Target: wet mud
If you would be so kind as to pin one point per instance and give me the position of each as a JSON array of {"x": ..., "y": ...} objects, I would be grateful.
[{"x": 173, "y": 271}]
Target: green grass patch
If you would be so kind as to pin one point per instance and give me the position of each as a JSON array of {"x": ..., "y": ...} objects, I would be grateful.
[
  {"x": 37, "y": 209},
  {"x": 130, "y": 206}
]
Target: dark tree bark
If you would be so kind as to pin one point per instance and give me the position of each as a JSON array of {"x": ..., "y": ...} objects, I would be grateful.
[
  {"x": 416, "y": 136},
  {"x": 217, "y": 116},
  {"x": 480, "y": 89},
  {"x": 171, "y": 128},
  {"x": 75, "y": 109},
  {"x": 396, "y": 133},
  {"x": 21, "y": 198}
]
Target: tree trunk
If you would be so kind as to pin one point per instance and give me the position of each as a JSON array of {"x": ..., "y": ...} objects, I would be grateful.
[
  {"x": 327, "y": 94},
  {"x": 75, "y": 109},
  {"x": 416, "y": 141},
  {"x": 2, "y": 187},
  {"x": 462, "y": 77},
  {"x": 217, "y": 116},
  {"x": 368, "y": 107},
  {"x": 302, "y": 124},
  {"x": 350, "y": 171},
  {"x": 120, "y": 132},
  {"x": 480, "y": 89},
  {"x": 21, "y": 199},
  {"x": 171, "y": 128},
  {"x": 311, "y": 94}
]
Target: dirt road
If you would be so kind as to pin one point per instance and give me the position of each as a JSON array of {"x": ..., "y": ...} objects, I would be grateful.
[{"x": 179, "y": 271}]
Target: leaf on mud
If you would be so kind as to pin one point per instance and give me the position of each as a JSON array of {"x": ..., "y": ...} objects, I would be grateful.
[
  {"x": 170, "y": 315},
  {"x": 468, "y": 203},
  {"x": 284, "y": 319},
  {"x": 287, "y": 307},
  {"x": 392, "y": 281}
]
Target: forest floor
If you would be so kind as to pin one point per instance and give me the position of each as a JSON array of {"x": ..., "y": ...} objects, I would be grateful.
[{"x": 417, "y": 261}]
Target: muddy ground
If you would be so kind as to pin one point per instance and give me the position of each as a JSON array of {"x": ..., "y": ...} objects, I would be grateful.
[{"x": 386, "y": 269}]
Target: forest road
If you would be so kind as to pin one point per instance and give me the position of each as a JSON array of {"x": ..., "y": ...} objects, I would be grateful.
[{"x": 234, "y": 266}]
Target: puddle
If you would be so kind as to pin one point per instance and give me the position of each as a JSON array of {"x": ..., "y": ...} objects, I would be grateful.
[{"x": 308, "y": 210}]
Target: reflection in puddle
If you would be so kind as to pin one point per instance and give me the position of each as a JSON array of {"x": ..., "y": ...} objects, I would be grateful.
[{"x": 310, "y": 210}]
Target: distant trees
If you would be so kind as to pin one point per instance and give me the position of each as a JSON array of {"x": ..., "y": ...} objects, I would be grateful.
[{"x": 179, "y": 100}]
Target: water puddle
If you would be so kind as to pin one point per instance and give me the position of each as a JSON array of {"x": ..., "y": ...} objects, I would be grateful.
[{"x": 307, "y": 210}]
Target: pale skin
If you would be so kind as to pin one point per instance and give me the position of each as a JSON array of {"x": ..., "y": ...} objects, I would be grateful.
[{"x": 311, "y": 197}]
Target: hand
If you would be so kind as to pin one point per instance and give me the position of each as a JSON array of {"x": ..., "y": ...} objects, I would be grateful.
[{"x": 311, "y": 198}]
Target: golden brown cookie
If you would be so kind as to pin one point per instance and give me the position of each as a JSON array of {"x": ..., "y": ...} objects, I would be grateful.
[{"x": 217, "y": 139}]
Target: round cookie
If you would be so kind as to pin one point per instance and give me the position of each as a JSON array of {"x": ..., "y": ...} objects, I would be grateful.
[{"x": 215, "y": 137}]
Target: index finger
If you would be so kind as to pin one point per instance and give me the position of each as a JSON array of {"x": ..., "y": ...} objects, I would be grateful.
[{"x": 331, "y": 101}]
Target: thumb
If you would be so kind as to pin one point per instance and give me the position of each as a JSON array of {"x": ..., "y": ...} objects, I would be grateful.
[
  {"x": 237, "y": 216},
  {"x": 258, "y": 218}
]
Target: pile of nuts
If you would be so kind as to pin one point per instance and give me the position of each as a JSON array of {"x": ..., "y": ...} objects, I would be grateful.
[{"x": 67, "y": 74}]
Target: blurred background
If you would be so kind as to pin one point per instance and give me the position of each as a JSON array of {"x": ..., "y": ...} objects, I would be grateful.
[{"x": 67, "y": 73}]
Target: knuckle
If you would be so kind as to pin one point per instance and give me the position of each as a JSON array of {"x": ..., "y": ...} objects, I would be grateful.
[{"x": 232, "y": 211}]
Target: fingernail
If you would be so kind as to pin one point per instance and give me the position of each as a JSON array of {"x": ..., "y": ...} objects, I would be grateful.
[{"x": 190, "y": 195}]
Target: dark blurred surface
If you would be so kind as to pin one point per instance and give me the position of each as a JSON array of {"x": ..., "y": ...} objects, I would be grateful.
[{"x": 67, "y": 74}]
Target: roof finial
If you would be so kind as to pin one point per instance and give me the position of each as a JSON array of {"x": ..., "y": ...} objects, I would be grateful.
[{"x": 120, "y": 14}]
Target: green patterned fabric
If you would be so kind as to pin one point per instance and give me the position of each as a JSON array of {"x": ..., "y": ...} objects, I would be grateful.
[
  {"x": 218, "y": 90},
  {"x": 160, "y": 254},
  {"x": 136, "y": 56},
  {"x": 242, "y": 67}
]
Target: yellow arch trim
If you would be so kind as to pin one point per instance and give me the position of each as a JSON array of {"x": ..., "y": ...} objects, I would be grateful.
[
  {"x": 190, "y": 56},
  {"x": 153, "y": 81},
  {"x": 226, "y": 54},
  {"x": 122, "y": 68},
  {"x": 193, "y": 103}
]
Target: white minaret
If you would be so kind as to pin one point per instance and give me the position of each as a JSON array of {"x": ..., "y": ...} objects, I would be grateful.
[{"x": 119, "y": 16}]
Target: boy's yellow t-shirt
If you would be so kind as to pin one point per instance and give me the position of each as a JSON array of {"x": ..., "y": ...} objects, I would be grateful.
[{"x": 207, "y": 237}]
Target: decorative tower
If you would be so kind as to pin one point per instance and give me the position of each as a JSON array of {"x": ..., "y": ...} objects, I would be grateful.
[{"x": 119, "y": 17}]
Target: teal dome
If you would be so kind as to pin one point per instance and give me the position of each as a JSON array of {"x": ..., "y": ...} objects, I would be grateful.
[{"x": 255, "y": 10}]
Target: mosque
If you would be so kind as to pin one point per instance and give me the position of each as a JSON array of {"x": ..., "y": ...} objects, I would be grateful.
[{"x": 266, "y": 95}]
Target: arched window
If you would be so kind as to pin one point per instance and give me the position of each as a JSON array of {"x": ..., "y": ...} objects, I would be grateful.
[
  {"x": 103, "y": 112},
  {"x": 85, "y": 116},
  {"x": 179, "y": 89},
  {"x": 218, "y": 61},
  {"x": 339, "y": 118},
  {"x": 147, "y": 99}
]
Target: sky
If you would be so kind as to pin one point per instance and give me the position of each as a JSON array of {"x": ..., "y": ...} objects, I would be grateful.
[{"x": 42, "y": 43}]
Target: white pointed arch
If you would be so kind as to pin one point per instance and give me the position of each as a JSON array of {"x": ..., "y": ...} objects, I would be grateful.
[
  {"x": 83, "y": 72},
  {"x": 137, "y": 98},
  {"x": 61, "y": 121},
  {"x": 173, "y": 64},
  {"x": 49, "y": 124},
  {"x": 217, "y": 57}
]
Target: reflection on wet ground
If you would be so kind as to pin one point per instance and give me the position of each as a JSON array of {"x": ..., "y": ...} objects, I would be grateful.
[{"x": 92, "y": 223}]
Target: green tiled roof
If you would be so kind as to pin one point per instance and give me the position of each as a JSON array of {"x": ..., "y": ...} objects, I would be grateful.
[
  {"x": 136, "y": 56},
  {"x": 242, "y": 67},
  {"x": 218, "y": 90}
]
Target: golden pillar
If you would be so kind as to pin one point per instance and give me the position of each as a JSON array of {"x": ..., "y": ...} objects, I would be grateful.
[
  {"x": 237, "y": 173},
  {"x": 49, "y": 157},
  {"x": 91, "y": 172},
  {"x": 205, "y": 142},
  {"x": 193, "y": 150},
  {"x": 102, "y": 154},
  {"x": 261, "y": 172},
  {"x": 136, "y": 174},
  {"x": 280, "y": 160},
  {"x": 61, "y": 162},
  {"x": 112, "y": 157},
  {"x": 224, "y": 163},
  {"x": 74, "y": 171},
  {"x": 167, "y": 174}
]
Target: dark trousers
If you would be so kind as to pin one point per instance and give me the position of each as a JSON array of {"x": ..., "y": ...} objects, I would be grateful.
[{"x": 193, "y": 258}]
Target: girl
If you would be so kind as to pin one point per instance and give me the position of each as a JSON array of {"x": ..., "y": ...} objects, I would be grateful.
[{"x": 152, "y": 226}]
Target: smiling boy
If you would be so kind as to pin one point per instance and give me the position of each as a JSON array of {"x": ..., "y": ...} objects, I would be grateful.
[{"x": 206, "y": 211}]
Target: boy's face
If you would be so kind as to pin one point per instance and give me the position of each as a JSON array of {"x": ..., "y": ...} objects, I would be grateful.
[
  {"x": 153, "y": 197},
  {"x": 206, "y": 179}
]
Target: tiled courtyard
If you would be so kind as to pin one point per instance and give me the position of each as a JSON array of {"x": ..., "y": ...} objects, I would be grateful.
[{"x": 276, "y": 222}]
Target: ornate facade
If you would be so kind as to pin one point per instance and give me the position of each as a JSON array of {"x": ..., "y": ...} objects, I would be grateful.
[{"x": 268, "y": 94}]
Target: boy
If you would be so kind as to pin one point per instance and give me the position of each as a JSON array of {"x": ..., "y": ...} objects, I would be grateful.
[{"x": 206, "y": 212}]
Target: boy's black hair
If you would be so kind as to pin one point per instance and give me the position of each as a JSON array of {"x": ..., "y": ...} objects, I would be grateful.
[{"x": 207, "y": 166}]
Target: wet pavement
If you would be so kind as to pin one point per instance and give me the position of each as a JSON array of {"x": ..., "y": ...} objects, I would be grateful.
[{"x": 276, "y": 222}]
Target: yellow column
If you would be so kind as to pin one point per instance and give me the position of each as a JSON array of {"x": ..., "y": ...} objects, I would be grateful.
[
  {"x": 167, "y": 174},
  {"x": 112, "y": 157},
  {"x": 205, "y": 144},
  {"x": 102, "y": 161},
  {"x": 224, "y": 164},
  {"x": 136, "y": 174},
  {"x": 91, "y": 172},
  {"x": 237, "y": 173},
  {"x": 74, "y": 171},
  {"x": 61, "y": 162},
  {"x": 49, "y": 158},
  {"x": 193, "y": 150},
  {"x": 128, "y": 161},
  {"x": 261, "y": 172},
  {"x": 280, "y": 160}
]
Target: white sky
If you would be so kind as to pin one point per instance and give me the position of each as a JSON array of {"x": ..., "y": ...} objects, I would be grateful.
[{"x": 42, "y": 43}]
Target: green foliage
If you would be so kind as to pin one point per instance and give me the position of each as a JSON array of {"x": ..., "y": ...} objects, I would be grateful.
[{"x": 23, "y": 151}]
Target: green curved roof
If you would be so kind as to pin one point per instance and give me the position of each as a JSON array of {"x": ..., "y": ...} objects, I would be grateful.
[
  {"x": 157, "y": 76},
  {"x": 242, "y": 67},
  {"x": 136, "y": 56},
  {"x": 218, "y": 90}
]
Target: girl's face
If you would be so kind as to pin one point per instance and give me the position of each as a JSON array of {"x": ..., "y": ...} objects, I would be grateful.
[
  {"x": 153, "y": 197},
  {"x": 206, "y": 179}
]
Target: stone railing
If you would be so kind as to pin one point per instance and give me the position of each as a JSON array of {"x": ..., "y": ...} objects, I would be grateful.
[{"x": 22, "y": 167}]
++++++++
▶ _Instructions for the task_: Write out once more the lines above beginning at the line with "Target: green curved roof"; continue through the final line and stop there.

▶ _Exercise output_:
Target: green curved roof
If you would be so kind as to pin one point per instance and give me the position of each as a JSON array of {"x": ..., "y": ...} objects, I would be grateful.
[
  {"x": 157, "y": 76},
  {"x": 242, "y": 67},
  {"x": 136, "y": 56},
  {"x": 218, "y": 90}
]
Target: girl's face
If you would be so kind as to pin one point per instance and give me the position of each as a JSON array of {"x": ..., "y": ...} objects, I would be grateful.
[
  {"x": 153, "y": 197},
  {"x": 206, "y": 179}
]
Target: stone railing
If you would be so kind as to pin one point per instance and give me the position of each as a JSON array of {"x": ..., "y": ...} objects, I would be grateful.
[{"x": 22, "y": 167}]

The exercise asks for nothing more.